(Beginning of EXTRACTED INFORMATION)

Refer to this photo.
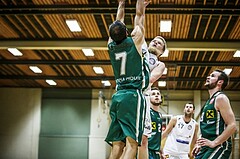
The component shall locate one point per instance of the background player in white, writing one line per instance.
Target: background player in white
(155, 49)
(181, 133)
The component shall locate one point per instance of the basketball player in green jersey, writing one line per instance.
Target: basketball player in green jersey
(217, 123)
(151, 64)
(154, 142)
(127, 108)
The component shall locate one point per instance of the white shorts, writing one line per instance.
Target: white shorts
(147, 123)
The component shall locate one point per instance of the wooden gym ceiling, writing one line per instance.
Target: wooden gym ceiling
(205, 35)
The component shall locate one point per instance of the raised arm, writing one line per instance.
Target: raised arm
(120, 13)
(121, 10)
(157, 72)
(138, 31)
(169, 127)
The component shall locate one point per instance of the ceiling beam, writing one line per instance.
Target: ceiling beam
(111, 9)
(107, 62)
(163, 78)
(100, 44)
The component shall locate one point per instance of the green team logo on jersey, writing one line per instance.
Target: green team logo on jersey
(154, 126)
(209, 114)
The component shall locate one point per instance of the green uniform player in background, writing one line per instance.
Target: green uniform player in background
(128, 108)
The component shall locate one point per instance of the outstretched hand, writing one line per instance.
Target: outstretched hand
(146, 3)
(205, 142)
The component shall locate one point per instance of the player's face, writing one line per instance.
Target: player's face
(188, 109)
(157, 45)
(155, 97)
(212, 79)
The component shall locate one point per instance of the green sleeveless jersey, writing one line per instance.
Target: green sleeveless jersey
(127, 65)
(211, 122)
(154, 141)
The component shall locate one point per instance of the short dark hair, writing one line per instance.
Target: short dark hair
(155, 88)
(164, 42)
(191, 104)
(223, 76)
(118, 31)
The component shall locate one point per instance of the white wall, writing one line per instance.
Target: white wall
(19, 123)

(End of EXTRACTED INFORMATION)
(Beginning of EXTRACTED INFORMATION)

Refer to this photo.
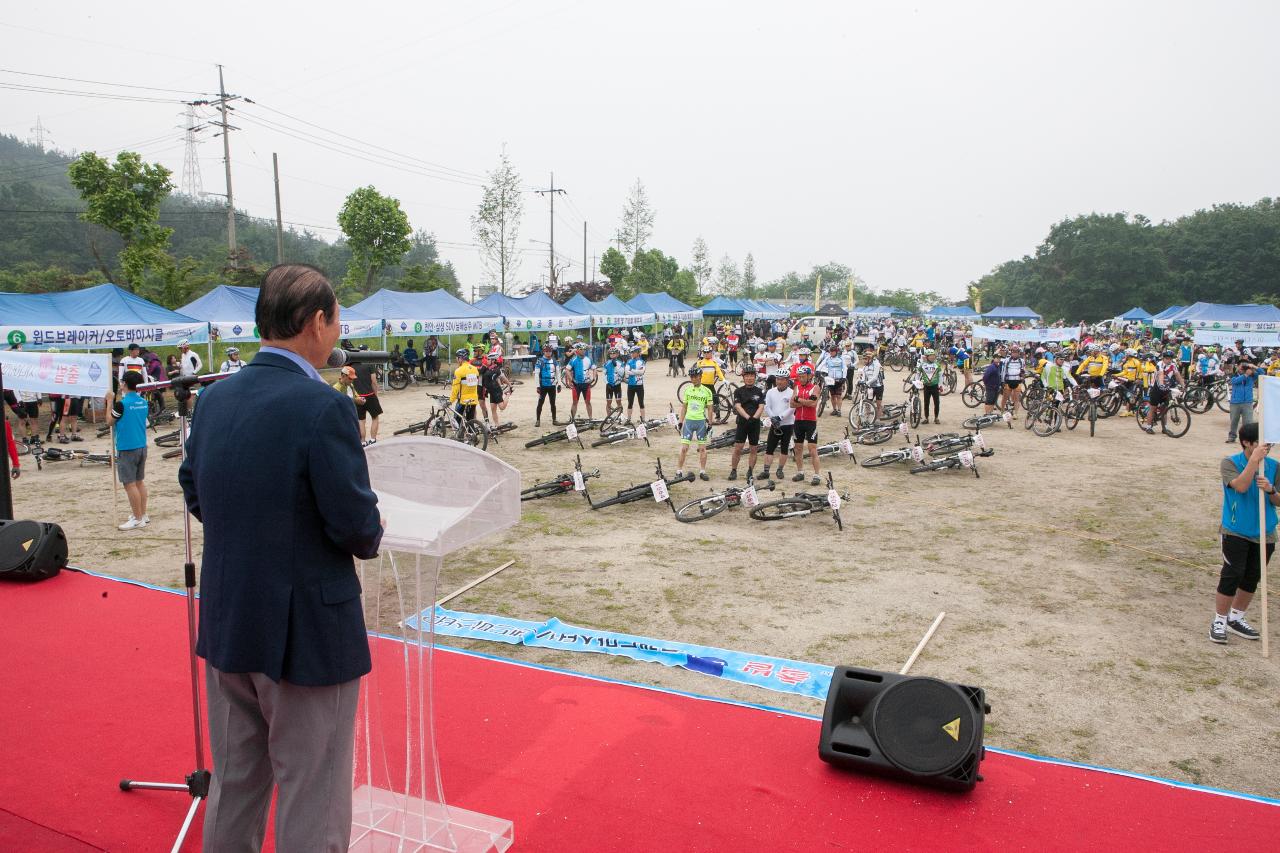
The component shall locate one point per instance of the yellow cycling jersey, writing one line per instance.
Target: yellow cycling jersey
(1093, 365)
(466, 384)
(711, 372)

(End of EXTRACTED INFORMATION)
(Beginning of EXTRACTED INFORMATION)

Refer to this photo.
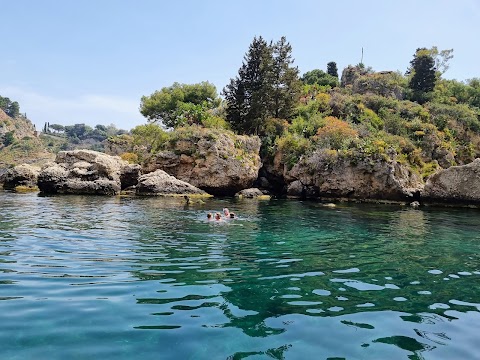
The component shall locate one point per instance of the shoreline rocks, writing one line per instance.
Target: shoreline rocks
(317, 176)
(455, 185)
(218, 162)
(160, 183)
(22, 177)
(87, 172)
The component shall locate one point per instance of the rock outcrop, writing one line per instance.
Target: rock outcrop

(End of EXTRACTED INFORMATION)

[EXERCISE]: Show, from the records above, every line that includes "outcrop".

[WRITTEN RESPONSE]:
The component shall locate one point per instance of the rock outcrop, writing one line per instance.
Target: rock outcrop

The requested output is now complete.